▶ _What is being asked_
Set down, word for word, the part of the blog post below that runs from "Sony will release" up to and including "company has announced.".

▶ _Quoted passage_
-.-.-

TPP Open House this morning here at MIT – actually, Open House for many MIT applicants accepted for the fall. Naturally, therefore, our weather has put on quite a show – sleet, freezing rain this morning, with a threat of an ice storm this evening. Ah, spring time in New England!

  • Pearl Jam become new Dixie Chicks: Dozens walk out after anti-Bush remarks.

    DENVER — Dozens of fans walked out of a Pearl Jam concert after lead singer Eddie Vedder took a mask of President Bush and impaled it on a microphone stand.

    …Vedder used a Bush mask in Australia and Japan to perform the song “Bushleaguer,” from the band’s latest album, “Riot Act.” The song’s lyrics say, “He’s not a leader, he’s a Texas leaguer.”

  • The Chronicle of Higher Education brings together all the elements of the Penn State’s policing of file sharing activities.

  • Slashdot: Forgent Networks Wins $25M from Sony for JPEG Patent

  • Sony’s left brain speaks: Sony TV would grab streams from the Net; Sony DVR to sport broadband

    Sony will release a digital video recorder with a hard drive and DVD recorder, as well as a broadband Internet connection and Web browser, the company has announced.

  • Doc Searls points out that he expected the change in the NYTimes online policy.

    I’ve written about this before. Even though I was told, after that last linked piece, that the Times made millions by selling old content, I still think the lost opportunity to assert authority far exceeds whatever monetary gain the paper gets by selling old fishwrap.

    Advantage: blogs.

    (See Jenny Levine’s comments) (Dave Winer’s got more today; his requiem from yesterday)

    So, here’s an experiment that I’ll be trying to do, but I’ll take data from anyone who’s got the inclination. According to Technorati, this morning (on April 4 at 7:00 AM EST with 194,063 weblogs watched and 12,980,008 links tracked) there are 14,036 inbound links and 5,268 inbound blogs for www.nytimes.com. Let’s see how (if?) that changes over the course of the next month.

  • Now, I’m sure that everyone read the BSA report yesterday that explained how piracy was bad for tax revenue, and therefore the economy. So, what does this Microsoft policy to loosen the requirements for the purchase of the student version say?

    Technically, only students or teachers were licensed to use the product. Microsoft did not license the software for other members of the household or people who were not faculty or students. That technicality apparently meant little to consumers looking for a good deal. Consumers snatched up 300,000 copies of Office XP Standard for Teachers and Students versus 121,000 for Office XP Standard during the academic product’s first 10 months on store shelves, according to market research company NPDTechworld.

    In fact, Office XP Standard for Teachers and Students continues to outsell the standard version by a huge margin. For boxed productivity software sold at retail, the student and teacher version has 34.4 percent market share versus 4.7 percent for Office Standard, according to NPDTechworld.

-.-.-

▶ _Records supplied_
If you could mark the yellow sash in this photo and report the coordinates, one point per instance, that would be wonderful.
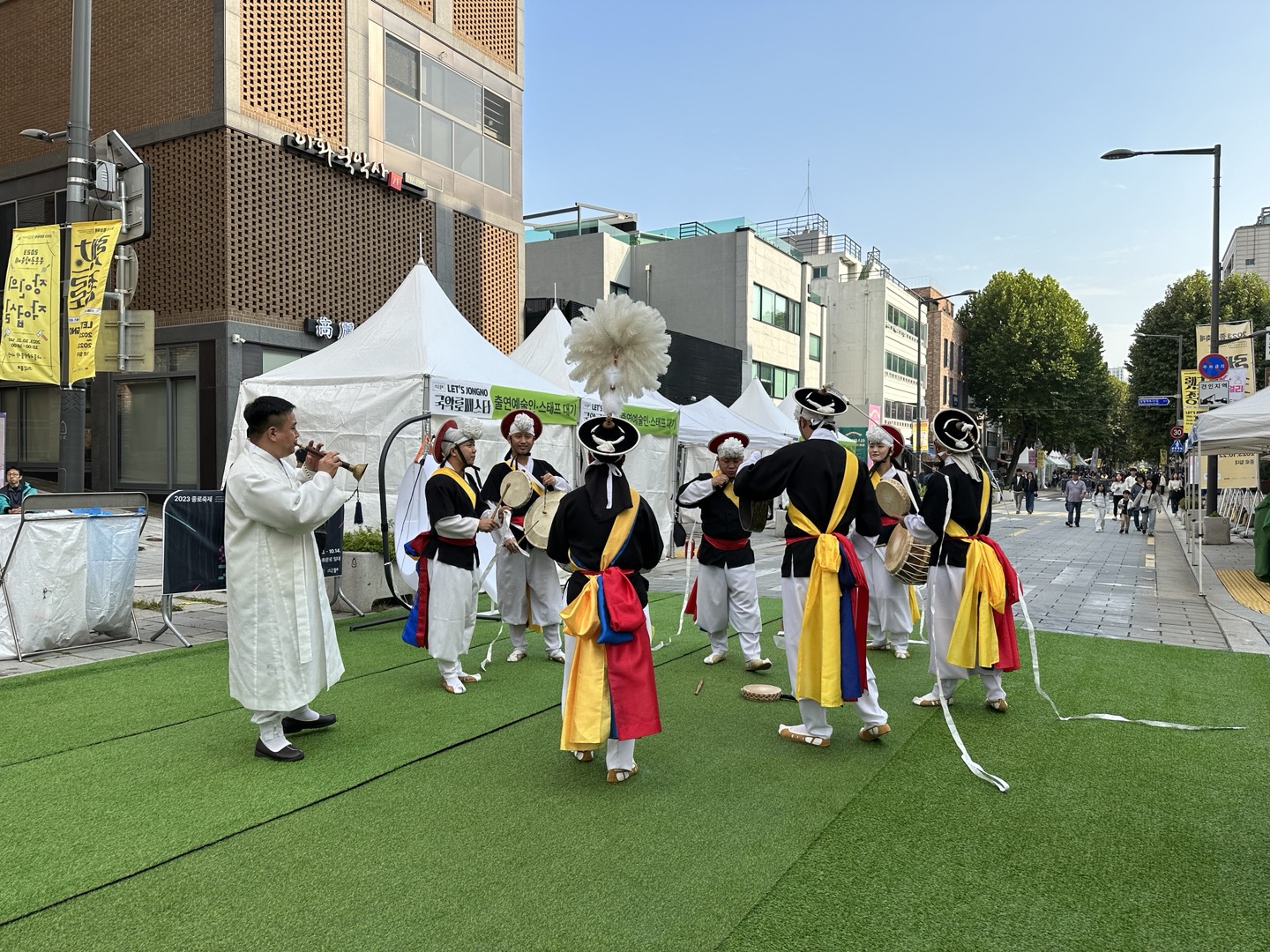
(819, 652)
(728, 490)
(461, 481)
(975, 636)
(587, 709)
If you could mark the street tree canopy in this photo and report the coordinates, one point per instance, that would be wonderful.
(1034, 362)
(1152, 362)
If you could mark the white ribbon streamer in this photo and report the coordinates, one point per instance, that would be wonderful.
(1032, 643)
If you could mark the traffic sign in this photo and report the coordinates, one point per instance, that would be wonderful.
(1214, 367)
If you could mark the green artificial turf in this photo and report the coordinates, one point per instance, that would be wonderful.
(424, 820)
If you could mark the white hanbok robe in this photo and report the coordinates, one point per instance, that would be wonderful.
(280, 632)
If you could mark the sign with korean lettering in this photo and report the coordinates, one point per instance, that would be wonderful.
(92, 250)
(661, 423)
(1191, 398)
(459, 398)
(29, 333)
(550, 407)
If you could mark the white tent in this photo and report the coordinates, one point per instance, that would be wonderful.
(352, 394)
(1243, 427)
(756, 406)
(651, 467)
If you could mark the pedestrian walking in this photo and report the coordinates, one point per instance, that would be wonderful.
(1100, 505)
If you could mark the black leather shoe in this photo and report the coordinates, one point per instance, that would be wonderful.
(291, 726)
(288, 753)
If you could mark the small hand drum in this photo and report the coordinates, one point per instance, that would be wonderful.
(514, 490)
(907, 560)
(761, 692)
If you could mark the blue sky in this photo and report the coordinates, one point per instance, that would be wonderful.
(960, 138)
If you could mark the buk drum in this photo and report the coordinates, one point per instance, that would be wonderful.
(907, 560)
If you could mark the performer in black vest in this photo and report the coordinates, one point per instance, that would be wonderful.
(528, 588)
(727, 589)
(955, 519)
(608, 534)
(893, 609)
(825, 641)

-.-.-

▶ _Response_
Sony will release a digital video recorder with a hard drive and DVD recorder, as well as a broadband Internet connection and Web browser, the company has announced.